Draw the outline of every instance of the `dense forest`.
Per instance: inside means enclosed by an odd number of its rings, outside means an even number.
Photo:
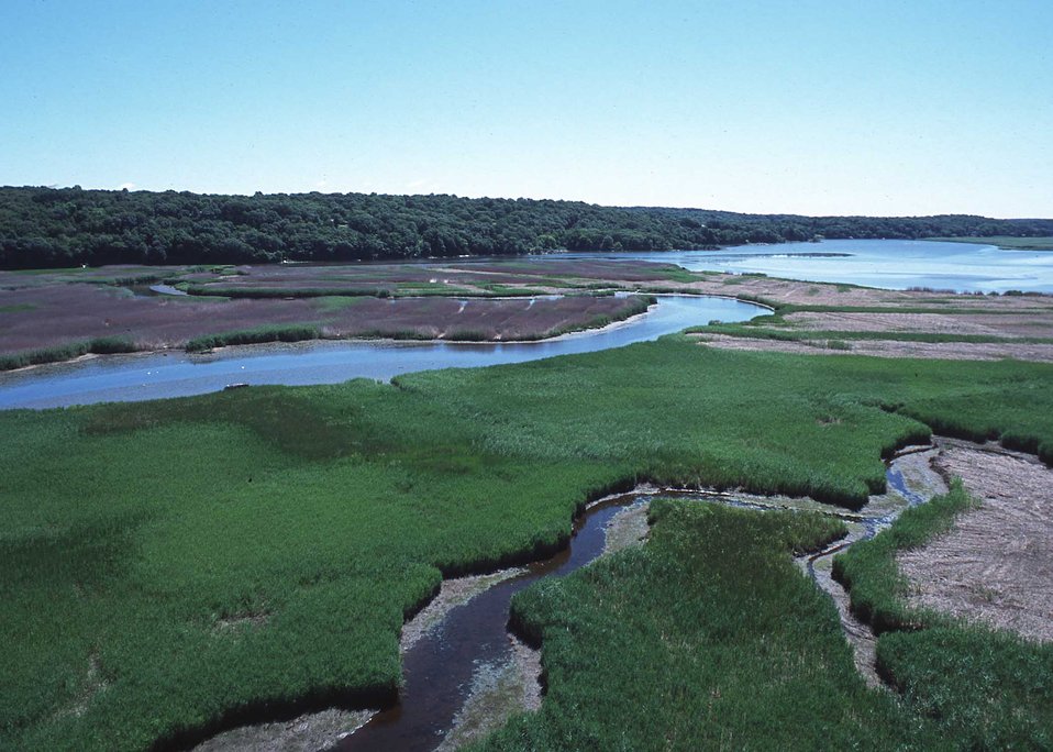
[[[456,196],[0,188],[0,268],[665,251],[820,237],[1053,235],[1053,220],[739,214]]]

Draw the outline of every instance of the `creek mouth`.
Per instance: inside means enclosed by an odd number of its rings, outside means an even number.
[[[617,496],[592,506],[575,523],[566,549],[451,610],[402,656],[404,685],[399,704],[378,712],[331,749],[430,751],[439,747],[464,706],[477,670],[511,659],[508,618],[512,596],[539,579],[562,577],[599,556],[607,523],[636,497]]]
[[[838,552],[872,538],[891,524],[900,511],[945,490],[928,467],[934,447],[908,447],[888,466],[888,491],[871,497],[858,511],[842,511],[807,498],[765,497],[751,494],[639,487],[595,502],[575,523],[570,544],[552,559],[523,567],[520,574],[499,579],[467,602],[452,608],[428,628],[403,653],[404,685],[399,703],[337,742],[332,750],[435,750],[450,747],[451,731],[478,684],[480,673],[494,672],[516,661],[520,650],[509,634],[512,596],[545,577],[561,577],[596,560],[605,552],[607,528],[612,518],[633,505],[662,496],[757,510],[791,509],[838,517],[849,526],[849,535],[822,551],[797,557],[801,568],[831,595],[844,634],[853,648],[856,666],[871,686],[879,685],[874,670],[875,638],[869,627],[855,619],[847,594],[830,576]],[[536,679],[532,679],[536,681]],[[519,708],[520,710],[523,708]],[[447,743],[444,744],[444,741]]]

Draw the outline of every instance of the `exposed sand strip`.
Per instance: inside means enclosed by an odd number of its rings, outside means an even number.
[[[945,534],[901,553],[907,602],[1053,641],[1053,471],[1000,446],[942,440],[938,469],[980,506]]]

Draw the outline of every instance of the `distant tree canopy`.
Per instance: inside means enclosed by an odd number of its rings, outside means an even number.
[[[456,196],[0,188],[0,267],[667,251],[817,237],[1053,235],[1053,220],[738,214]]]

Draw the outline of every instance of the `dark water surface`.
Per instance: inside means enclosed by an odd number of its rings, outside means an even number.
[[[508,617],[512,596],[543,577],[569,574],[599,556],[607,523],[636,499],[627,495],[592,507],[575,524],[569,548],[450,611],[402,656],[406,685],[399,704],[374,716],[333,749],[434,750],[467,699],[476,668],[510,659]]]
[[[762,273],[769,277],[847,283],[904,290],[1053,292],[1053,252],[935,241],[846,240],[746,245],[720,251],[567,253],[544,258],[623,258],[679,264],[692,272]]]
[[[524,299],[523,305],[530,301]],[[543,342],[299,342],[230,347],[211,355],[107,355],[0,374],[0,408],[186,397],[237,383],[339,384],[357,377],[387,381],[415,371],[520,363],[621,347],[711,319],[744,321],[763,312],[758,306],[727,298],[661,296],[658,305],[644,316]]]

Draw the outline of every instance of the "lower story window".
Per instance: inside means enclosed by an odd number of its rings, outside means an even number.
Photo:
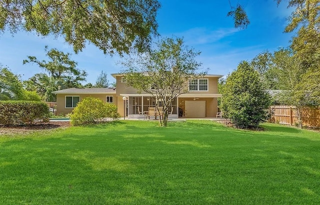
[[[106,96],[106,102],[108,103],[112,103],[114,102],[114,97],[113,96]]]
[[[79,98],[79,96],[66,96],[66,107],[76,107]]]

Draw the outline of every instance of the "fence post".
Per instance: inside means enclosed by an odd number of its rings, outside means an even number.
[[[292,107],[290,107],[290,125],[292,126]]]

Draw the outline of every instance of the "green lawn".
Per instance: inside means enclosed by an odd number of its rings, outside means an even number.
[[[118,121],[0,135],[0,204],[318,204],[320,133]]]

* * * * * * * * *

WHAT YOU NEED TO DO: Every record above should be written out again without change, except that the pictures are left out.

FULL OUTPUT:
Draw the outline of every instance of the `dense forest`.
Per instance: inside means enclosed by an odd number of its rings, outside means an even number.
Photo:
[[[456,196],[0,188],[0,268],[665,251],[820,237],[1053,235],[1053,220],[739,214]]]

Draw the outline of every instance of the `creek mouth`.
Per instance: inside means enclosed by an odd number of its rings, outside means an even number.
[[[617,496],[592,506],[575,523],[566,549],[451,610],[402,656],[404,685],[399,704],[378,712],[331,749],[430,751],[439,747],[464,706],[477,670],[511,659],[508,618],[512,596],[539,579],[562,577],[599,556],[607,523],[636,497]]]
[[[838,552],[872,538],[891,524],[900,511],[945,490],[928,467],[934,447],[908,447],[888,466],[888,491],[871,497],[858,511],[842,511],[807,498],[765,497],[751,494],[639,487],[595,502],[575,523],[570,544],[552,559],[523,567],[520,574],[499,579],[467,602],[452,608],[428,628],[403,653],[404,685],[399,703],[337,742],[332,750],[435,750],[450,747],[451,731],[478,684],[480,673],[494,672],[516,661],[520,650],[509,634],[512,596],[545,577],[561,577],[596,560],[605,552],[607,528],[612,518],[633,505],[662,496],[757,510],[791,509],[838,517],[849,526],[849,535],[822,551],[797,557],[801,568],[831,595],[844,634],[853,648],[856,666],[871,686],[879,685],[874,670],[875,638],[869,627],[855,619],[847,594],[830,576]],[[536,679],[532,679],[536,681]],[[519,708],[520,710],[523,708]],[[447,743],[444,744],[444,741]]]

Draw the outline of every instance of the `exposed sand strip`.
Per instance: inside means enclosed by an odd number of its rings, outside means an even number.
[[[945,534],[901,553],[907,602],[1053,641],[1053,471],[1000,446],[942,440],[938,469],[980,506]]]

Draw the outline of every instance of the `distant tree canopy`.
Per instance: inside means enclosed by an odd number of its rings, outside means an even number.
[[[456,196],[0,188],[0,267],[667,251],[817,237],[1053,235],[1053,220],[738,214]]]

Draw the outline of every instance of the `dark water surface`.
Per instance: inside means enclosed by an odd number of its rings, outside means an even number.
[[[508,617],[512,596],[543,577],[569,574],[599,556],[607,523],[636,499],[627,495],[592,507],[575,524],[569,548],[450,611],[402,656],[406,685],[399,704],[374,716],[333,749],[434,750],[467,699],[476,668],[510,659]]]
[[[762,273],[769,277],[847,283],[904,290],[1053,292],[1053,252],[935,241],[846,240],[746,245],[720,251],[567,253],[544,258],[623,258],[679,264],[692,272]]]
[[[524,299],[523,305],[530,301]],[[543,342],[299,342],[230,347],[211,355],[107,355],[0,374],[0,408],[186,397],[237,383],[339,384],[357,377],[387,381],[415,371],[520,363],[621,347],[711,319],[744,321],[763,312],[758,306],[727,298],[661,296],[658,305],[644,316]]]

Draw the outline of every instance of the "lower story window".
Per instance: inside means enclosed by an odd number of its rings, outside means an even number.
Photo:
[[[106,96],[106,102],[108,103],[112,103],[114,102],[114,97],[113,96]]]
[[[79,98],[79,96],[66,96],[66,107],[76,107]]]

Draw the outline of every instance of the "fence post".
Per instance: inside means enclosed by an odd number of its rings, outside means an even number.
[[[292,107],[290,107],[290,125],[292,126]]]

Draw the outline of every instance of the "green lawn".
Per instance: inside means enclosed by an odd number of its rings, outside means an even number.
[[[118,121],[0,135],[0,204],[318,204],[320,133]]]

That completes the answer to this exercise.